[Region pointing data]

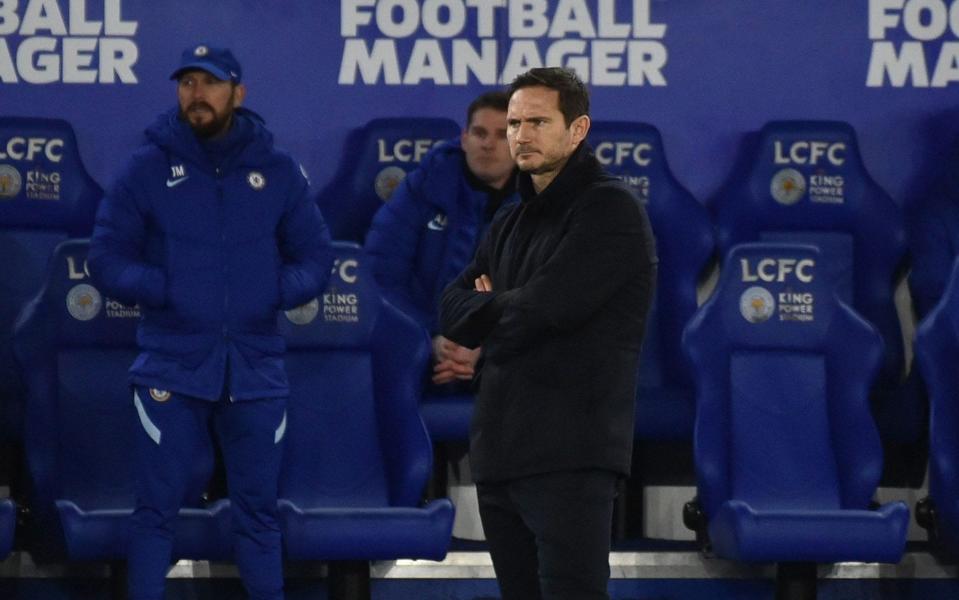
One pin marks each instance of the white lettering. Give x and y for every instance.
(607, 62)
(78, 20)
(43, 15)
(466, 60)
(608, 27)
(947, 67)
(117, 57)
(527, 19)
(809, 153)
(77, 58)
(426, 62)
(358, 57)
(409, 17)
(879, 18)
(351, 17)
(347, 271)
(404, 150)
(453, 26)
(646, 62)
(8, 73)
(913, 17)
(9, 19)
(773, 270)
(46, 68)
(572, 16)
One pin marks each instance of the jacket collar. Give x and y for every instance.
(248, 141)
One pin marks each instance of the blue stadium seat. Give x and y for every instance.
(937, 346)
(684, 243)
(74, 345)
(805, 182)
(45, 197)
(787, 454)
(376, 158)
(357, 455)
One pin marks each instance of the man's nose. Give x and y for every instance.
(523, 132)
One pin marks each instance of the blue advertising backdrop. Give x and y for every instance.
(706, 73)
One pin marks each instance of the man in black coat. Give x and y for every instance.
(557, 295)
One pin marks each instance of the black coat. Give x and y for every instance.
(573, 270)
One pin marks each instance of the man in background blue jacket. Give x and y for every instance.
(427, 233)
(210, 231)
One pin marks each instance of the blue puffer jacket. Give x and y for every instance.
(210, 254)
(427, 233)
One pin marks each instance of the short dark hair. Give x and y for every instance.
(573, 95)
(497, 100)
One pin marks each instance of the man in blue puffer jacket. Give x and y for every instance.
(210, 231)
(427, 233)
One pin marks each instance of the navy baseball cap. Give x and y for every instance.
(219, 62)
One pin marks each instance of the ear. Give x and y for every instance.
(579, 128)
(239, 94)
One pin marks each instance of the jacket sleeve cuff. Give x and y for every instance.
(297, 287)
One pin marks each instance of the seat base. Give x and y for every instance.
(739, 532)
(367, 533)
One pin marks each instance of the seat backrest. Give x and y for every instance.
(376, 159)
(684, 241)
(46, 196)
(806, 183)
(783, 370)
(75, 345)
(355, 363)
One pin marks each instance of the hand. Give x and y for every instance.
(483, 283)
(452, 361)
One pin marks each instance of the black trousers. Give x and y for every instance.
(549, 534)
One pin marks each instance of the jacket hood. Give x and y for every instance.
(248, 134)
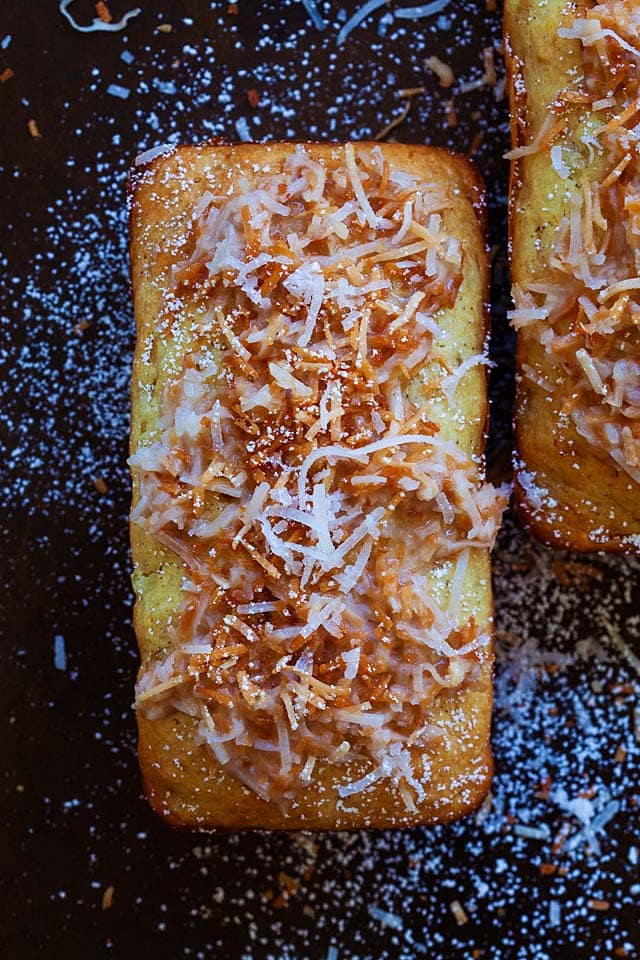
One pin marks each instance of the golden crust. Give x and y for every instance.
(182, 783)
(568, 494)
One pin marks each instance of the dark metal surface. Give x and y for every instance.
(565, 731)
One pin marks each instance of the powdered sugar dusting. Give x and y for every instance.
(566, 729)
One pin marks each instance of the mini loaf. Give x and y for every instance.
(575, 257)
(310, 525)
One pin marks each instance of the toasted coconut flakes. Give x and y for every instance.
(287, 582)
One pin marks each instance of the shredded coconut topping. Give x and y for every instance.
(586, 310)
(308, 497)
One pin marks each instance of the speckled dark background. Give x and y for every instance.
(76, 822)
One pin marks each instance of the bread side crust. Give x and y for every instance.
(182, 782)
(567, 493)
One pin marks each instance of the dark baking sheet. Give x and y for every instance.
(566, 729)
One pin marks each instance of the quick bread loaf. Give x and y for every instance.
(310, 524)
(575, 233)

* **Work task**
Set down the data above verbatim, omitting every image.

* **Written solution**
One pin marks each instance of the white lettering. Give x and y for every instance.
(607, 62)
(78, 20)
(43, 15)
(466, 60)
(608, 27)
(947, 67)
(117, 57)
(527, 19)
(809, 153)
(77, 58)
(426, 62)
(358, 57)
(409, 17)
(879, 18)
(351, 17)
(347, 271)
(404, 150)
(453, 26)
(646, 62)
(8, 73)
(913, 17)
(9, 19)
(773, 270)
(46, 68)
(572, 16)
One pin marks each instance of the jacket collar. Give x and y for every instance.
(248, 141)
One pin marks each instance of the blue stadium seat. Give x and y for every instance.
(937, 346)
(684, 243)
(74, 345)
(805, 182)
(45, 197)
(787, 454)
(376, 158)
(357, 455)
One pin marks each instance of the man's nose. Give x and y for every instance.
(523, 132)
One pin marks each instance of the blue advertising backdrop. Give x and y for every instance.
(706, 73)
One pin marks each instance of the man in black coat. Give x and y for every instance.
(557, 295)
One pin marks each instance of the black coat. Give x and y for every instance.
(573, 270)
One pin marks each instance of the man in background blue jacket. Give x and y for every instance.
(427, 233)
(210, 231)
One pin marks each instance of the blue puffer jacket. Give x and y for every instance.
(210, 254)
(427, 233)
One pin marks each instance of the short dark hair. Give x and y for every instance.
(573, 95)
(497, 100)
One pin marks each instance of the man in blue puffer jacket. Give x and y for every instance.
(210, 231)
(427, 233)
One pin marks each instance of the navy baseball cap. Give x and y for every instance.
(219, 62)
One pin marks each instance of the ear. Give x and y for every instance.
(579, 128)
(239, 94)
One pin marks each instance of the jacket sleeve cuff. Give x and y for every instance.
(297, 287)
One pin marks each instance of the seat base. Give x and y for every instance.
(739, 532)
(367, 533)
One pin marks each instance of the seat backrest. Give x and y for every instance.
(376, 159)
(684, 241)
(46, 196)
(806, 183)
(783, 370)
(75, 345)
(355, 363)
One pin marks each instance of the hand. Give x and y for every instance.
(483, 283)
(452, 361)
One pin marks each instance of the black trousers. Give x and y for every instance.
(549, 534)
One pin marks each instance of the jacket hood. Give x and y for every instance.
(248, 134)
One pin marks each instance of the golden crust. Give x and y for every instance.
(182, 783)
(568, 494)
One pin marks each instance of the dark metal surface. Give x and y for every instance.
(565, 731)
One pin marks each instance of the powdered sugar dusting. Give x and y for every instance.
(566, 729)
One pin marks each instance of the mini loaf. Give x and y for every instance.
(575, 257)
(310, 525)
One pin marks each instance of the toasted coconut flakes. Give x and y for every instance.
(287, 582)
One pin marks each instance of the shredded coconut topping. Give x and y for every instance.
(586, 310)
(308, 497)
One pin marks each instance of the speckled dark background. Give x and y for every instance.
(76, 822)
One pin marks each instance of the bread side crust. Give x and y for every instance.
(182, 782)
(567, 493)
One pin marks each instance of the dark baking sheet. Give x and y for every instance.
(566, 729)
One pin marks each instance of the quick bread loaf. Give x and y for every instance.
(310, 524)
(575, 233)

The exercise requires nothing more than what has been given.